§ Extract
Chasing fake volume: a crypto-plague - jxub
https://medium.com/@sylvainartplayribes/chasing-fake-volume-a-crypto-plague-ea1a3c1e0b5e
======
shivinski
Interesting analysis that brings up the debate of unregulated markets.

A further question this raises is; if so much of the volume of a considerable
number of exchanges is fabricated, when (not if) this gets discovered in the
mainstream, will the price and prospect of cryptocurrencies come crashing down
even further?

------
lokopodium
It's quite obvious that every crypto trader and exchange would check what's
not allowed on "real" exchanges and do exactly that.

------
JohnnyConatus
White label exchange providers openly advertise wash trading as a feature.
Also many provide liquidity from other exchanges so using aggregate market cap
across exchanges is extremely inaccurate.

------
rajacombinator
Idk about this guy’s methodology. Falls apart in the last section because
Binance does not have much wash trading going on, whereas HitBTC is full of
fake volume wash trading. It’s easy to observe the wash trading directly, if
you watch the books you’ll see instantaneous matches in between the best
bid/ask. Shame they decided to use this “marketing hack” rather than offer a
competitive product.

(Binance wash trading has most likely been seen in their trading volume “win a
Porsche” etc giveaways.)

------
dreit1
Huobi and OkEx have been doing this for years and years. The CEO of Binance
had a nice (now deleted) rant on reddit, calling them out for this. Solution:
Don't use the sketchy as hell exchanges

§ Data extract

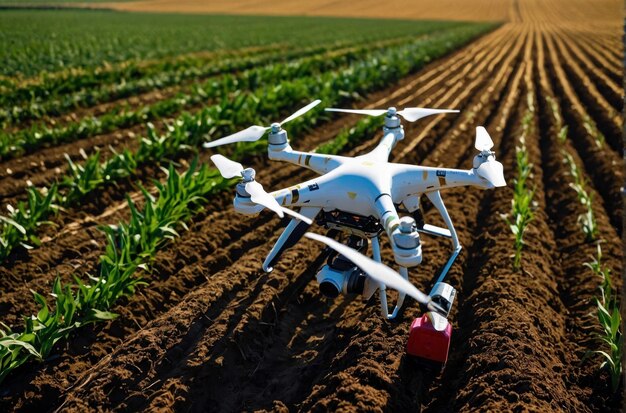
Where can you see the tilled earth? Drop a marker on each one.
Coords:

§ Exercise objective
Translate into Spanish the following sentence from the thread on fake cryptocurrency volume: "White label exchange providers openly advertise wash trading as a feature."

§ Solved exercise
Los proveedores de plataformas de intercambio de marca blanca anuncian abiertamente el wash trading como una característica.